• [INSTRUCTIONS FOR THE TASK] From the line containing "Query: dark cloth belt" through the last line of the entries below, repeat each line word for word and leave out the rest.

• [EXCERPTED RECORDS]
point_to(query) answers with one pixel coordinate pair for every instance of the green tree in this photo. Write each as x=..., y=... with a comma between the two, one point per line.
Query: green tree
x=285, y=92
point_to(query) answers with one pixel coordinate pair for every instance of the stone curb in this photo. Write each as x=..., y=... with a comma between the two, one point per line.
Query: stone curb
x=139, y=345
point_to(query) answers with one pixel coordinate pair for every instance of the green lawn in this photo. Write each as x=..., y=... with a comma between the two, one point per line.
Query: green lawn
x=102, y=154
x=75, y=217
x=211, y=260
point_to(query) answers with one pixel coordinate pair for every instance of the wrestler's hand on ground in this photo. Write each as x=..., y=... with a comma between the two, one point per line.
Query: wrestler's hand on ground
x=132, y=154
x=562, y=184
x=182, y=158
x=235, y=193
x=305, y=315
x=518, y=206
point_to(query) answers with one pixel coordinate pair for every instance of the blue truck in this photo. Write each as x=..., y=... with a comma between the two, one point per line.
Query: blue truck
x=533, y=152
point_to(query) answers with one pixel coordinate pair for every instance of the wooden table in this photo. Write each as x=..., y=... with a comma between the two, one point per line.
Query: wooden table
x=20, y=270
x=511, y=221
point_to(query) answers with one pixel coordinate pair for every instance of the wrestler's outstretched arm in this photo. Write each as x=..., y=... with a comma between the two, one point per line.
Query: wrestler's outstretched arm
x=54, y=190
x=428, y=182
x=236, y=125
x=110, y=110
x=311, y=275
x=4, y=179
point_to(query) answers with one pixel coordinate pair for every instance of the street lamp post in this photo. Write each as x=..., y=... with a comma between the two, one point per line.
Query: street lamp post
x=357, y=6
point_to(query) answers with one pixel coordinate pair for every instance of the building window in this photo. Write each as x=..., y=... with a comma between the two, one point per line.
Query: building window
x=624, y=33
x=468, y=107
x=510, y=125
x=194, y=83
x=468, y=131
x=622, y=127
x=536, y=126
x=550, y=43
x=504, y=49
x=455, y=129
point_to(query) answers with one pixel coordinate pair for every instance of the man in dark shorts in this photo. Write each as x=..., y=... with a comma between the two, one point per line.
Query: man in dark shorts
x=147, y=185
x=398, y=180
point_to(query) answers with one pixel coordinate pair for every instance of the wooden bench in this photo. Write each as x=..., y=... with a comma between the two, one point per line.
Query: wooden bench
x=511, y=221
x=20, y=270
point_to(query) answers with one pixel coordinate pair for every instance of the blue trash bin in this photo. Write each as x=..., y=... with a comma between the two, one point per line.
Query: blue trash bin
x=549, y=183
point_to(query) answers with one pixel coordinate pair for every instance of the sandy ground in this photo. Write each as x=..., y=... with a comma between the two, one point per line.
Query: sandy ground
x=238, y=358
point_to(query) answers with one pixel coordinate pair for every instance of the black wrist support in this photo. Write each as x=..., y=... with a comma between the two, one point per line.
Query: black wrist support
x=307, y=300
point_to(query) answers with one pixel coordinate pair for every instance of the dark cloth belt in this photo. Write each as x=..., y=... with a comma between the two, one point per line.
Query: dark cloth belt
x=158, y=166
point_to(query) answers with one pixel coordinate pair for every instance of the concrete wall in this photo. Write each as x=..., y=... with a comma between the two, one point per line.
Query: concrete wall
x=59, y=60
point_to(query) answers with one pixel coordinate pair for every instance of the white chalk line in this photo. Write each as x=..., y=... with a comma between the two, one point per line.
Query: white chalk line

• [RESPONSE BELOW]
Query: dark cloth belt
x=158, y=166
point_to(query) answers with one pixel coordinate pair for every instance of the concrete wall in this photo. Write each as x=..., y=... with a comma between the two, one point per line.
Query: concrete wall
x=59, y=60
point_to(query) answers with one pixel coordinate pair for every instance of the white chalk line in this photo. Write each as x=..., y=... with a comma between the two, one point per line.
Query: white chalk line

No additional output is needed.